EXERCISE DIRECTIONS:
Translate this sentence from the core strength text into Spanish: "Keep those ab muscles strong, and the arms and legs will be, too."

It’s hard to live normally if your midsection isn’t stable. Picture a table groaning beneath the weight of a Thanksgiving feast of epic proportions. Then the legs of the table fold, which collapses the table. That’s how a senior feels or an athlete whose legs won’t carry either of them to the finish line (or at least the kitchen.) Their abs or mid-sections aren’t strong enough.
Another smart reason for developing core strength is preventing injury. Cramps in the calf hurt, and they always seem to occur in the dead of the night when you’re sound asleep. Without a strong middle, back injuries happen to the lower back, shoulders, and upper back and neck — these affect which can cause calf cramping in the night.
When the back is injured, the nerves controlling another part of the body are involved. An injury to the right side of the lower back or lumbar spine affects the left hip, leg, knee, and ankle. An injury to the left side of the upper back or thoracic spine affects the right shoulder and arm. Keep those ab muscles strong, and the arms and legs will be, too.
How Can One Improve Their Core Strength?
You must have core strenght to provide stability for the body and avoid injury. Before beginning exercises, though, the muscles need to be stretched. We wouldn’t think of donning a pair of socks without stretching them first. Stretching the socks loosens and lengthens the fibers of the textile. Unstretched, the sock wouldn’t cover half our foot. Stretched, it goes up to the ankle. It’s the same with our muscles.

SUPPLIED RECORDS:
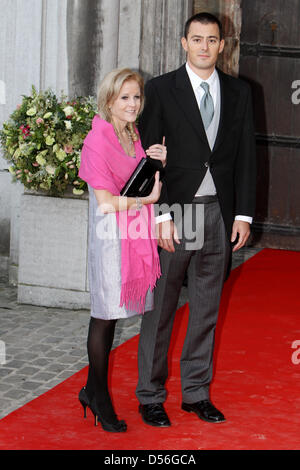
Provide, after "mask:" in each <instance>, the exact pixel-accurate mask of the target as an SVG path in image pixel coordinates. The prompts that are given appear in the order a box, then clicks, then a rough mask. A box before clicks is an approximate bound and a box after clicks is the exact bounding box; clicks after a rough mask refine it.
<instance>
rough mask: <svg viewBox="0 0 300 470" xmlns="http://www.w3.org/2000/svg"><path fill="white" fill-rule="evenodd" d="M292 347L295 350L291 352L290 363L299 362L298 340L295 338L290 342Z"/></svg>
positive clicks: (298, 350) (299, 356)
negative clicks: (291, 355)
mask: <svg viewBox="0 0 300 470" xmlns="http://www.w3.org/2000/svg"><path fill="white" fill-rule="evenodd" d="M292 349H296V351H294V352H293V354H292V358H291V360H292V363H293V364H294V365H298V364H300V340H299V339H298V340H295V341H293V343H292Z"/></svg>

ANSWER SECTION:
Mantén fuertes esos músculos abdominales, y los brazos y las piernas también lo estarán.